Data lines:
*-*-*
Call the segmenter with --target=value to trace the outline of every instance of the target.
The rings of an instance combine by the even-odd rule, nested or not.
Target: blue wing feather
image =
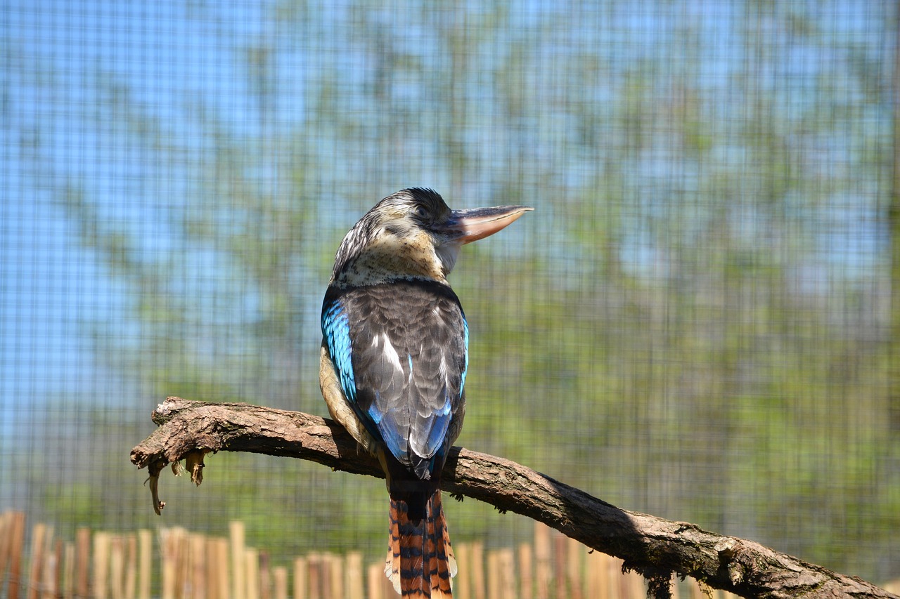
[[[468,326],[452,290],[405,282],[332,289],[321,327],[357,417],[400,462],[428,478],[461,417]],[[403,357],[400,357],[403,356]],[[454,427],[454,436],[459,426]]]

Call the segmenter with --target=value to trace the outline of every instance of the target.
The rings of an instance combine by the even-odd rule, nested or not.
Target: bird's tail
[[[436,486],[427,492],[391,493],[388,542],[384,574],[394,590],[404,597],[453,596],[456,559]]]

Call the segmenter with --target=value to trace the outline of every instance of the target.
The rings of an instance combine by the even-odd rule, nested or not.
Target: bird
[[[402,596],[452,597],[456,574],[439,484],[465,414],[469,327],[447,275],[464,245],[531,210],[451,210],[431,189],[403,189],[366,212],[335,256],[320,387],[384,471],[384,573]]]

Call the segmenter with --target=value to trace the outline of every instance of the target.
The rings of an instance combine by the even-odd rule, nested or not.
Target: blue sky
*-*-*
● AIM: Can you render every line of the data above as a Markdown table with the columns Row and Line, skipping blank lines and leaving the pictures out?

● WORKED ANSWER:
| Row | Line |
|---|---|
| 1 | Call the segmenter with --target=value to trace the outline of every instance of the target. |
| 2 | The rings of an instance combine by the even-odd rule, nested or not. |
| 3 | Target: blue wing feather |
| 4 | image = |
| 5 | [[[468,326],[452,290],[405,282],[332,289],[321,327],[357,417],[400,462],[428,478],[461,417]],[[403,357],[400,357],[403,356]],[[454,427],[454,436],[459,426]]] |
| 6 | Call the segmenter with --target=value to trace the outline of every instance of the target. |
| 7 | The rings of an instance combine by the even-odd rule, nested or not. |
| 8 | Target: bird's tail |
| 9 | [[[436,486],[427,492],[391,493],[388,542],[384,574],[394,590],[404,597],[453,596],[456,559]]] |
| 10 | Call the segmenter with --target=value to trace the outline of every instance of the target. |
| 11 | The rings of an instance combine by the even-odd rule, nested or not. |
| 12 | Target: bird |
| 13 | [[[402,596],[452,597],[456,574],[439,484],[465,414],[469,327],[447,275],[464,245],[531,210],[451,210],[431,189],[403,189],[366,212],[335,256],[320,387],[384,471],[384,573]]] |
| 14 | Call the segmenter with --target=value to trace the outline of every instance of the target. |
| 15 | The rings of an instance combine by the even-odd rule, nested or not. |
| 16 | Target: blue sky |